WHAT YOU NEED TO DO
Everything from the line with "branch in the photo above." to the last line of the material below is what to reproduce, exactly and with no other lines.

MATERIAL SHOWN
════════════════════

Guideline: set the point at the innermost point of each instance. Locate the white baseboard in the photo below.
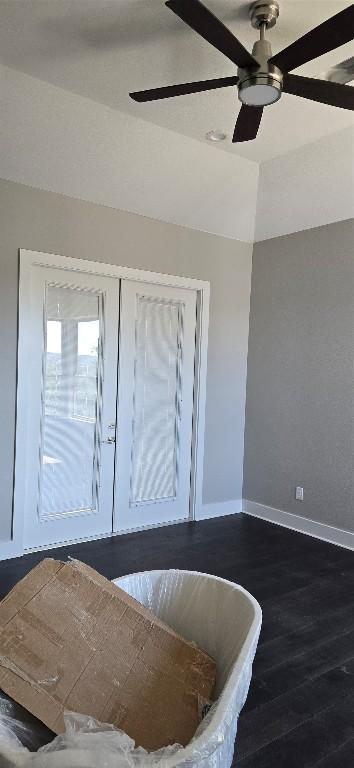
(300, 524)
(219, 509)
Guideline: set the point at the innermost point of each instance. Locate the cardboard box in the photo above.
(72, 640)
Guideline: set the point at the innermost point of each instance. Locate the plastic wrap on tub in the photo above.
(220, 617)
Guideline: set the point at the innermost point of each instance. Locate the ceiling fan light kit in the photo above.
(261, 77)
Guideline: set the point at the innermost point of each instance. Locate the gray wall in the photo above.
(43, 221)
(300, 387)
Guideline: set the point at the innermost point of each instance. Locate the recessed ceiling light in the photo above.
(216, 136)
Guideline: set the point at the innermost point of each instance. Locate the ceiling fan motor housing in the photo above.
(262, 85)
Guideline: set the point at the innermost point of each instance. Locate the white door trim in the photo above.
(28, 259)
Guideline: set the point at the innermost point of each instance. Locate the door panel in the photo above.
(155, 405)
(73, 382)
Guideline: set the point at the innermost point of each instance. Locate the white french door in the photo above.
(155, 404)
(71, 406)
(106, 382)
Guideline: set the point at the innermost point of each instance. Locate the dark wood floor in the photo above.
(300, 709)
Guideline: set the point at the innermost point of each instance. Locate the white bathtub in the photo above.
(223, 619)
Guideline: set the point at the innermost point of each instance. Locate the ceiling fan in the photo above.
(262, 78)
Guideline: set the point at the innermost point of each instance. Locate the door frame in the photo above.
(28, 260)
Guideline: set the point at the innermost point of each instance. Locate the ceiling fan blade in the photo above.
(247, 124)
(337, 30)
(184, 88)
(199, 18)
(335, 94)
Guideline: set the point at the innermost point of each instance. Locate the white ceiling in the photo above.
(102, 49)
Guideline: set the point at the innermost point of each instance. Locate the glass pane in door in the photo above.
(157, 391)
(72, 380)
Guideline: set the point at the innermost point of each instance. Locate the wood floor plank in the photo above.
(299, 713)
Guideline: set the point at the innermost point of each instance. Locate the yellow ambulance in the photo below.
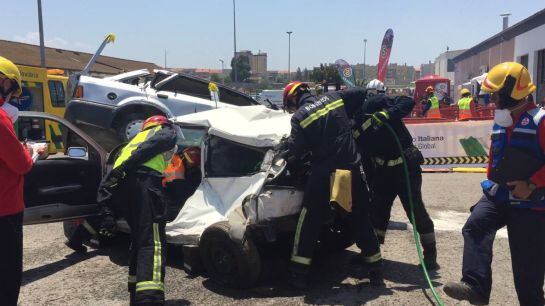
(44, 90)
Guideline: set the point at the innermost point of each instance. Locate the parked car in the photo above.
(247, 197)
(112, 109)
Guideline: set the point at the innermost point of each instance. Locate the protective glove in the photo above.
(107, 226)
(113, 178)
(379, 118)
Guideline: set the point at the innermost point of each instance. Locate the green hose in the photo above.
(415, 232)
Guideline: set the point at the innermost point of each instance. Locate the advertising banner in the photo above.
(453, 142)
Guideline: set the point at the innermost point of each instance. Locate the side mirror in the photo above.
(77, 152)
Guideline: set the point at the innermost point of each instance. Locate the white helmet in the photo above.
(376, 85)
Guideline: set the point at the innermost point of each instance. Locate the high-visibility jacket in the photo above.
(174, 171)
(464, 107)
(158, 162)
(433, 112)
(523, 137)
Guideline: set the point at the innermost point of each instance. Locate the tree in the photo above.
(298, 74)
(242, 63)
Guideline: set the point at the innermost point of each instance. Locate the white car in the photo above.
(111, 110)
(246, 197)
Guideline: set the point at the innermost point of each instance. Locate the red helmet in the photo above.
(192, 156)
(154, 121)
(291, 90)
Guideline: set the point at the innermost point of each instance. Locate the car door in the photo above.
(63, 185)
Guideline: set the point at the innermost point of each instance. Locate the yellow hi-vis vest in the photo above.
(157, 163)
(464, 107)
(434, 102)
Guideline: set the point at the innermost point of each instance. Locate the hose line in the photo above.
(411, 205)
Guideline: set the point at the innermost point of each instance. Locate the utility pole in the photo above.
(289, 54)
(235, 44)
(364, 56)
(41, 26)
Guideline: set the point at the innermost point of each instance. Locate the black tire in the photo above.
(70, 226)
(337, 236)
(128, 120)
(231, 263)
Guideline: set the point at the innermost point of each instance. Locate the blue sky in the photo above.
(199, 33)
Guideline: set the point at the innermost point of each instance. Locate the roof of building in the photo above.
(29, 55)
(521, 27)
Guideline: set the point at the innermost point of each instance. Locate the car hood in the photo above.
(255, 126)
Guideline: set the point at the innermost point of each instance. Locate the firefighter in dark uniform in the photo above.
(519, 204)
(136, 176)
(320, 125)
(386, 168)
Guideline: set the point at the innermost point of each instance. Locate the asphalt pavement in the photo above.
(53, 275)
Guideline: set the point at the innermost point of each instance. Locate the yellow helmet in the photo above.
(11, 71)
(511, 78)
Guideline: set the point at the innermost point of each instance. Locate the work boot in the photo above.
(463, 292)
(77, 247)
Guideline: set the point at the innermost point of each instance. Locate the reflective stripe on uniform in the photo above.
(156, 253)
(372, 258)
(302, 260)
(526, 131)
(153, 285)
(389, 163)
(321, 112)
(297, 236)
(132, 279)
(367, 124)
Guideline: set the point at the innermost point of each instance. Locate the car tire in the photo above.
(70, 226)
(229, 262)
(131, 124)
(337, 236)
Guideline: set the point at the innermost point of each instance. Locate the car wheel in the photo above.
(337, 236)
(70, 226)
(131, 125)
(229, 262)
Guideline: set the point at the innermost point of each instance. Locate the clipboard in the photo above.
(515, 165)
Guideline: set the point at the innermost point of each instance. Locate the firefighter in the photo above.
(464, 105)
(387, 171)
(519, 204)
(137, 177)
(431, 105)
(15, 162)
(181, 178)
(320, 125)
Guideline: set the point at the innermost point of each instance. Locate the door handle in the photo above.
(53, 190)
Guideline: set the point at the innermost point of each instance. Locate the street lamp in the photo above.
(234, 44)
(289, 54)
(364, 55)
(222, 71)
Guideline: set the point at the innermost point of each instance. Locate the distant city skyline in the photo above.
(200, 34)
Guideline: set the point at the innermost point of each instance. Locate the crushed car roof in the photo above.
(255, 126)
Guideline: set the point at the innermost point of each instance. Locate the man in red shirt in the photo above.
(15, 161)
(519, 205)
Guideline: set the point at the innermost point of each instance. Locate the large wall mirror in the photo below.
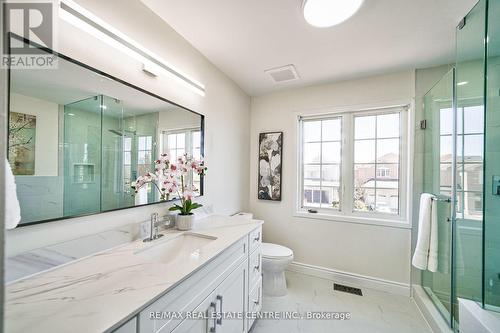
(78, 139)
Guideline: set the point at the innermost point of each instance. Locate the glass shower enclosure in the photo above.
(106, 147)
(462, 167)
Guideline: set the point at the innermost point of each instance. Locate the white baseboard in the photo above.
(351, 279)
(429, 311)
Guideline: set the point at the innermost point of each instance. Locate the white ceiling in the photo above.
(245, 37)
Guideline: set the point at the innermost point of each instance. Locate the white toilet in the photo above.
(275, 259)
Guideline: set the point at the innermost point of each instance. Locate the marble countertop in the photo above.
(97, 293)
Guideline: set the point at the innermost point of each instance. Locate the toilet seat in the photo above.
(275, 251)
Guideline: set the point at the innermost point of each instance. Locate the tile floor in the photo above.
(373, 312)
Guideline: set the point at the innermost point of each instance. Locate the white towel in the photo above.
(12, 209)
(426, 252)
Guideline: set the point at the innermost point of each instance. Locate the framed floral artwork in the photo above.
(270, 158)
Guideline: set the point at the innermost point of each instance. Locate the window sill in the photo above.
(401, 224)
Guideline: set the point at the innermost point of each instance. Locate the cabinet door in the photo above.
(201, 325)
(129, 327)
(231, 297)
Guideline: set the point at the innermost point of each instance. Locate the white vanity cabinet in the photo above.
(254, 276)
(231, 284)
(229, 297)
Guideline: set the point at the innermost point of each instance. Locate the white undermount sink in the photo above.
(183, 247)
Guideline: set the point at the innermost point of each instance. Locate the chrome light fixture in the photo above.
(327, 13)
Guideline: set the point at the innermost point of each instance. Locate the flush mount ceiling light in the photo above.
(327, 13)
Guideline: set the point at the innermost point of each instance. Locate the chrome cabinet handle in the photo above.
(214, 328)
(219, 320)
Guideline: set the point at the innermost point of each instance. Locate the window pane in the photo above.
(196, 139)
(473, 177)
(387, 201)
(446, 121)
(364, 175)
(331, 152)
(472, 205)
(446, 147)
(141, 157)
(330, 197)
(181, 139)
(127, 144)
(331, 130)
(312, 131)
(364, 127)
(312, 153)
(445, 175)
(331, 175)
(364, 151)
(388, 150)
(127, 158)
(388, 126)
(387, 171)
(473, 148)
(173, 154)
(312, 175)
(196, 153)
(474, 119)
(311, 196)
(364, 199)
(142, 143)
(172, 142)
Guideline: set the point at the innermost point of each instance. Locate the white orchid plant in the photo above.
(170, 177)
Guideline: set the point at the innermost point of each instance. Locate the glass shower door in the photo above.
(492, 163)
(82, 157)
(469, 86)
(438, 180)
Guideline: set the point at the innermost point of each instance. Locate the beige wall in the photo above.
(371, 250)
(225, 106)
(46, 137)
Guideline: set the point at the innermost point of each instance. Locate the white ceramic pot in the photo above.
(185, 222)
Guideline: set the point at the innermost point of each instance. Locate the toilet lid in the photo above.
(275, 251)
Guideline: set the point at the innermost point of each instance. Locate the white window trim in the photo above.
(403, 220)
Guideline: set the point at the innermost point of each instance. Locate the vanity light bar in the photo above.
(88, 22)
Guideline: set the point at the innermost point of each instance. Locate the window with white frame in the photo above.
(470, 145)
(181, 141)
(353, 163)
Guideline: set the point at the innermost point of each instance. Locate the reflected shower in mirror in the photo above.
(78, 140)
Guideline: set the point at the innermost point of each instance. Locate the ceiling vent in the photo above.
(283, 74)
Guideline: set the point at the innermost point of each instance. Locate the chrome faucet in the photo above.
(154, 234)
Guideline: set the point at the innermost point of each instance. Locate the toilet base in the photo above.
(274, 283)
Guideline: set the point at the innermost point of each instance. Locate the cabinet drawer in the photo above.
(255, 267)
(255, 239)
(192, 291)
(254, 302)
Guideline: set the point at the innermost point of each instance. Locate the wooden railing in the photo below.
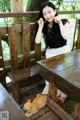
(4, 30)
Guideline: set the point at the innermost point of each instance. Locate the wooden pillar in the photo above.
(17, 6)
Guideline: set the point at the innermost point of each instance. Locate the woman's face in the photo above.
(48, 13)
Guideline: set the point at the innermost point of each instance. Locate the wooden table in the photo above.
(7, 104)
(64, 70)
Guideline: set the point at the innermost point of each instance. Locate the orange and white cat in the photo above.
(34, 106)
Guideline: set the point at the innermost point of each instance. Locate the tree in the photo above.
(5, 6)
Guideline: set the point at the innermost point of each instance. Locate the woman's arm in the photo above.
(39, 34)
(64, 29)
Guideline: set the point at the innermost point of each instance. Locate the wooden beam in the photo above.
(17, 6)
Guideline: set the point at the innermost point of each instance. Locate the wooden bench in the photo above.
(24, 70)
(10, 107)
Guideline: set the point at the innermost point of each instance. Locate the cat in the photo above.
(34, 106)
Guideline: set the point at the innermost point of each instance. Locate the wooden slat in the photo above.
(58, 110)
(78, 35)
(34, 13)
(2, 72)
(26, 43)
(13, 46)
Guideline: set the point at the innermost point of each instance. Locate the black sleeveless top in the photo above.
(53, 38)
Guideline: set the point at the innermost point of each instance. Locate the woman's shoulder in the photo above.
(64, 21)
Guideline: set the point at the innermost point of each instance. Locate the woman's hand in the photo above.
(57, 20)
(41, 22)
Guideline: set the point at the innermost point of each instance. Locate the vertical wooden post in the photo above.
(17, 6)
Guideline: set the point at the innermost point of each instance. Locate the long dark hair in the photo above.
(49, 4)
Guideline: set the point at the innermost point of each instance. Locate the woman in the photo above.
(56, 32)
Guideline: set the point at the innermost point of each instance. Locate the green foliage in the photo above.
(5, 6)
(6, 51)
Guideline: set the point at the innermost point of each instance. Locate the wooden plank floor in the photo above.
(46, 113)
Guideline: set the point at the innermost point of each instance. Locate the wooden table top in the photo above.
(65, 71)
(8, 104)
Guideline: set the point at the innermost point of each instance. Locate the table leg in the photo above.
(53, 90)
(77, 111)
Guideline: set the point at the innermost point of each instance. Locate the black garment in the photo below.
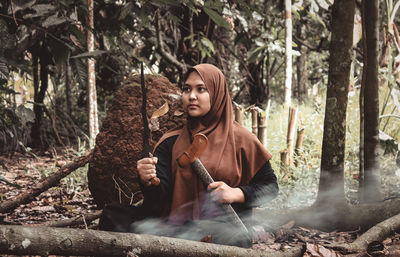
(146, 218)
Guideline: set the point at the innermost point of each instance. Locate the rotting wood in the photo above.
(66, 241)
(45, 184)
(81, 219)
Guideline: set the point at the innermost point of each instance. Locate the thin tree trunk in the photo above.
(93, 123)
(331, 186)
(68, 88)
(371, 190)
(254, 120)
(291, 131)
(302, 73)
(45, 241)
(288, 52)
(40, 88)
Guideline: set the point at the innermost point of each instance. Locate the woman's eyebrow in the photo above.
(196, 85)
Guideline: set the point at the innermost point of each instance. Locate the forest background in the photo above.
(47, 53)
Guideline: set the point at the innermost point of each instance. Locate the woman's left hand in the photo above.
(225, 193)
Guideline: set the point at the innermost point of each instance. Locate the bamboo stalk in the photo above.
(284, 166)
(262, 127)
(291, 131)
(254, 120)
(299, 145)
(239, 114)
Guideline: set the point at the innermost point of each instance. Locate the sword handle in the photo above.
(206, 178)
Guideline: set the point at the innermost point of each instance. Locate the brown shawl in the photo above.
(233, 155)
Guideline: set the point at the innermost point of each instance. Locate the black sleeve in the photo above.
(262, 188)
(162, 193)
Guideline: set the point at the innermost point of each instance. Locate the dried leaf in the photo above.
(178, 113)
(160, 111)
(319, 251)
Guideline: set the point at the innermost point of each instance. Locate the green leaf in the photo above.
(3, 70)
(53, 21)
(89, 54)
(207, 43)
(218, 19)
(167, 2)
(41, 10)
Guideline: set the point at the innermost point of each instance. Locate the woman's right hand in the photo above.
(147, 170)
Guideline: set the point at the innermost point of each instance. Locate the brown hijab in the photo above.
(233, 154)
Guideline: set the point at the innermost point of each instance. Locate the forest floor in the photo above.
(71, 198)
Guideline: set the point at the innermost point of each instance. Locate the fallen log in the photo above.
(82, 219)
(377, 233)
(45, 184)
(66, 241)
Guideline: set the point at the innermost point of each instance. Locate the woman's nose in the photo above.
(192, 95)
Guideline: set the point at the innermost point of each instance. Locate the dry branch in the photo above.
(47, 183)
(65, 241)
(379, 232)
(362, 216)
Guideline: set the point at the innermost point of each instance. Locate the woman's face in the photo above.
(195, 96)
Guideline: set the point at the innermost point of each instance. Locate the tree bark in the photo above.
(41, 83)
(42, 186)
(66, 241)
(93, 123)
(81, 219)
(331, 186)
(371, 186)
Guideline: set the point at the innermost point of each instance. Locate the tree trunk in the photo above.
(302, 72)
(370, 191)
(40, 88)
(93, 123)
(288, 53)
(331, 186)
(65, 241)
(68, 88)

════════════════════

ANSWER AREA
Guideline: set the point at the innermost point of each instance. Locate the dry branch in the photo above.
(47, 183)
(65, 241)
(379, 232)
(362, 216)
Guideline: set the point at the innermost point of each instance. Locate the woman's face in the photo above.
(195, 96)
Guideline: set the point at the innermost point of each instance. Locate the tree bark in the photo above.
(41, 83)
(42, 186)
(66, 241)
(93, 123)
(81, 219)
(331, 186)
(371, 186)
Guideline: set the point at the innermost point of each instance. Locate the tree trunk in the photo above.
(302, 72)
(370, 191)
(40, 88)
(93, 123)
(288, 53)
(331, 186)
(65, 241)
(68, 88)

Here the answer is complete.